**やること:** 本文のうち、「戦争が終った日。 朝から将棋をさす。正午、陛下の放送。午後も 将棋をさす。」を含む箇所から始めて「だが、本は水びたし。君は今も見ることができる。 その本を パパの書斉の奥に。」で終わる部分を、一字一句変えずに引用してもらえますか。

パパの戦争

※※※9月15日(金)※※※

北朝鮮が15日朝、平壌近郊から弾道ミサイルを発射しました。 これは、北朝鮮が8月29日に発射したものと同じ中距離弾道ミサイル火星12」だった様です。

北朝鮮は体制維持のため、今後も核弾頭を搭載した大陸間弾道ミサイルICBM)の実戦配備をめざし、核・ミサイル開発を続ける可能性が高く、このままで戦争へ突入するのでしょうか。

以下の文は、2013年1月に80歳で死去した映画監督大島渚氏が、1973夏に長男(小学校四年)の宿題「親の戦争体験を聴く」を受けて書いたという「パパの戦争」と名付けた詩です。

◆「パパの戦争」全文

~ ~ ~ 戦争が終った日、パパ、十三才、中学の二年そう言えば戦争が中国から太平洋へ広がった年、パパ、君と同じ 四年生だった。

戦争が終った日。 朝から将棋をさす。正午、陛下の放送。午後も 将棋をさす。 駒、見えていない。 王将は、あったかどうか。

夜。 母、疎開の妹を迎えに旅立つ。 妹ばかり大事にしてる。 眠れない。 電燈明かるく、非常食の炒り米ボリボリかじる。

あくる日。 庭を堀る。 本を入れて埋めてあったかめ。 だが、本は水びたし。君は今も見ることができる。 その本を パパの書斉の奥に。

**提供情報:**

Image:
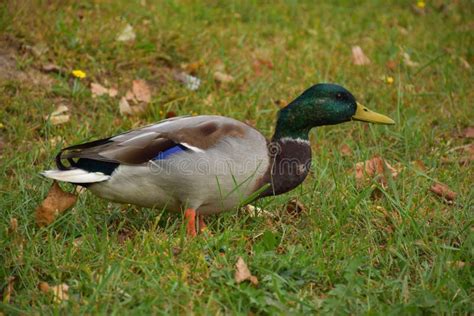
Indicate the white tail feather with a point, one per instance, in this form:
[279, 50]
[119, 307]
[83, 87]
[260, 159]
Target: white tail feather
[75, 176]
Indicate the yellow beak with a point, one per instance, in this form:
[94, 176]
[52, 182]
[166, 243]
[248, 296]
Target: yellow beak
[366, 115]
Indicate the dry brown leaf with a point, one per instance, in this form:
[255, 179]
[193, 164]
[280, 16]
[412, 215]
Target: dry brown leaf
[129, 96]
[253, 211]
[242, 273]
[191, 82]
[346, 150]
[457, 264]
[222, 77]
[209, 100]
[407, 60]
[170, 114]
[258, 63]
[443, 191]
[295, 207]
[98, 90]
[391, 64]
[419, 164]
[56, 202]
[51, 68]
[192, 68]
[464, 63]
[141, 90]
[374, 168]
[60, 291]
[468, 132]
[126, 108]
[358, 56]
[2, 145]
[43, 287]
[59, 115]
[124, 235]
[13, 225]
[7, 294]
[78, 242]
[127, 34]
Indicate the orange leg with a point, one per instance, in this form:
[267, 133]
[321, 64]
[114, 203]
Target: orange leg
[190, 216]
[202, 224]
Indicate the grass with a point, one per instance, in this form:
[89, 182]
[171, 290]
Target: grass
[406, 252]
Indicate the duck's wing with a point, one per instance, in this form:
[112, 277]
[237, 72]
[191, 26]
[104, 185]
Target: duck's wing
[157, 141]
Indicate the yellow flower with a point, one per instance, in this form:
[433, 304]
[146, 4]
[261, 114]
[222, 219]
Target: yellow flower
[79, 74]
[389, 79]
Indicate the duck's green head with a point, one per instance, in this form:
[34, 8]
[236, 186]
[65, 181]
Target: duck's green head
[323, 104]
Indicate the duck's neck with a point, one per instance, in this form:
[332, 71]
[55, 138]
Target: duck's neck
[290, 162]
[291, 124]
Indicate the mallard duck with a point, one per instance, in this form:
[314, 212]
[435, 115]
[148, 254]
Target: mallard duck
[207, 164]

* * *

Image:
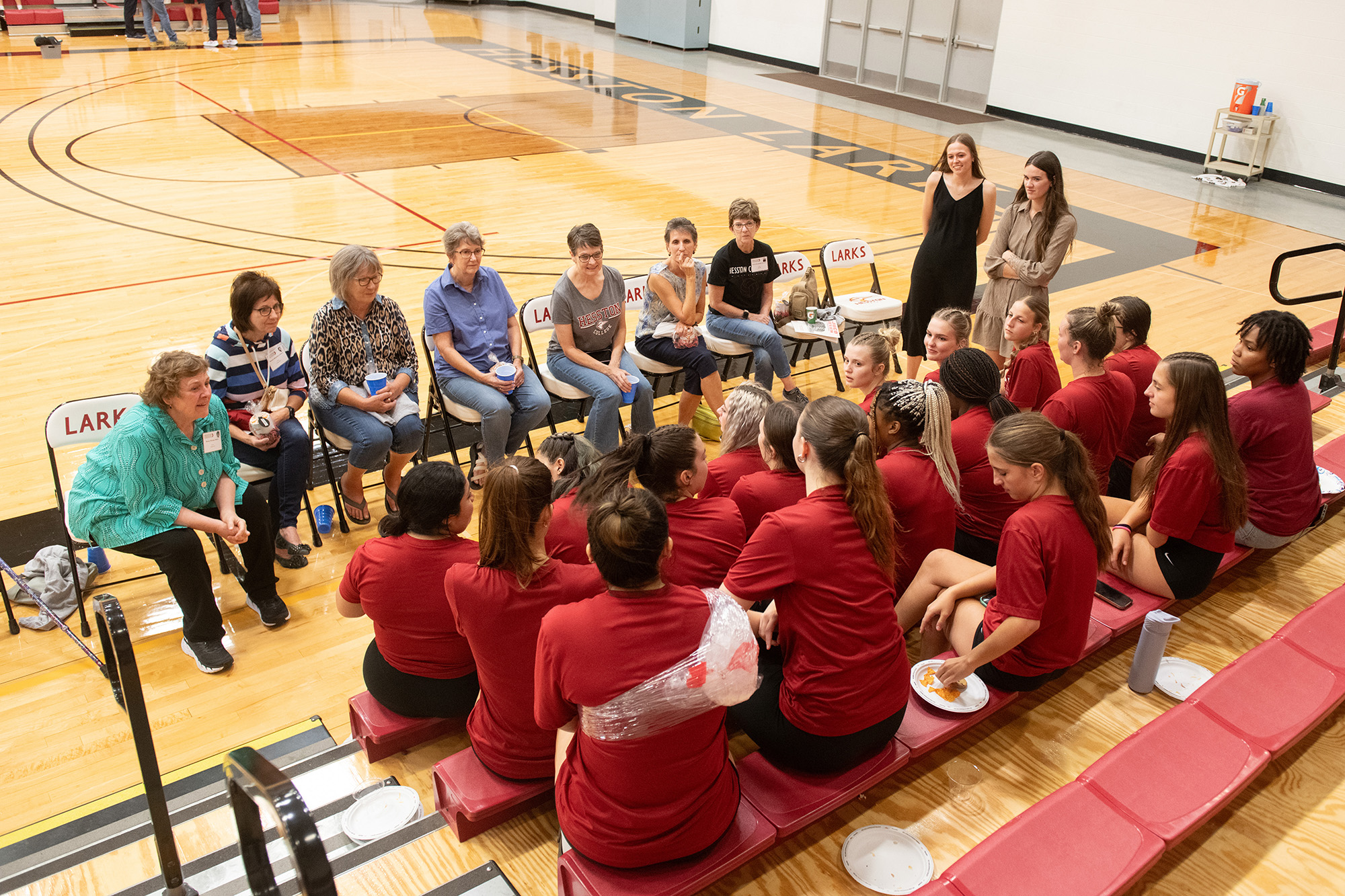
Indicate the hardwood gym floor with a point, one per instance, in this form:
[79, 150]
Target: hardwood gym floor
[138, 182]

---

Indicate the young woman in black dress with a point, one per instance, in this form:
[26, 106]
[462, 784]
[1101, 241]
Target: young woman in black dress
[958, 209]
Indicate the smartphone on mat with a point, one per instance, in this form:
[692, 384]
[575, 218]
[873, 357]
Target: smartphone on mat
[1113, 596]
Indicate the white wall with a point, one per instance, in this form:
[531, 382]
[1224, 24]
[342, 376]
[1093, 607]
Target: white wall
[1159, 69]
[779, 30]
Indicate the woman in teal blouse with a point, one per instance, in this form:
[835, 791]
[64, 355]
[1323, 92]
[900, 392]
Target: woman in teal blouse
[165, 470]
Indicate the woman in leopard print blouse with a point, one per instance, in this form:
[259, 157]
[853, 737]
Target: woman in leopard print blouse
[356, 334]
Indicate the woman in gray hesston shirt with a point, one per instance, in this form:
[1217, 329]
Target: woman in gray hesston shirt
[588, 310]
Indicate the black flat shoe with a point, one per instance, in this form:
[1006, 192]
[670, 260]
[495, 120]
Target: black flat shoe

**回答:**
戦争が終った日。 朝から将棋をさす。正午、陛下の放送。午後も 将棋をさす。 駒、見えていない。 王将は、あったかどうか。

夜。 母、疎開の妹を迎えに旅立つ。 妹ばかり大事にしてる。 眠れない。 電燈明かるく、非常食の炒り米ボリボリかじる。

あくる日。 庭を堀る。 本を入れて埋めてあったかめ。 だが、本は水びたし。君は今も見ることができる。 その本を パパの書斉の奥に。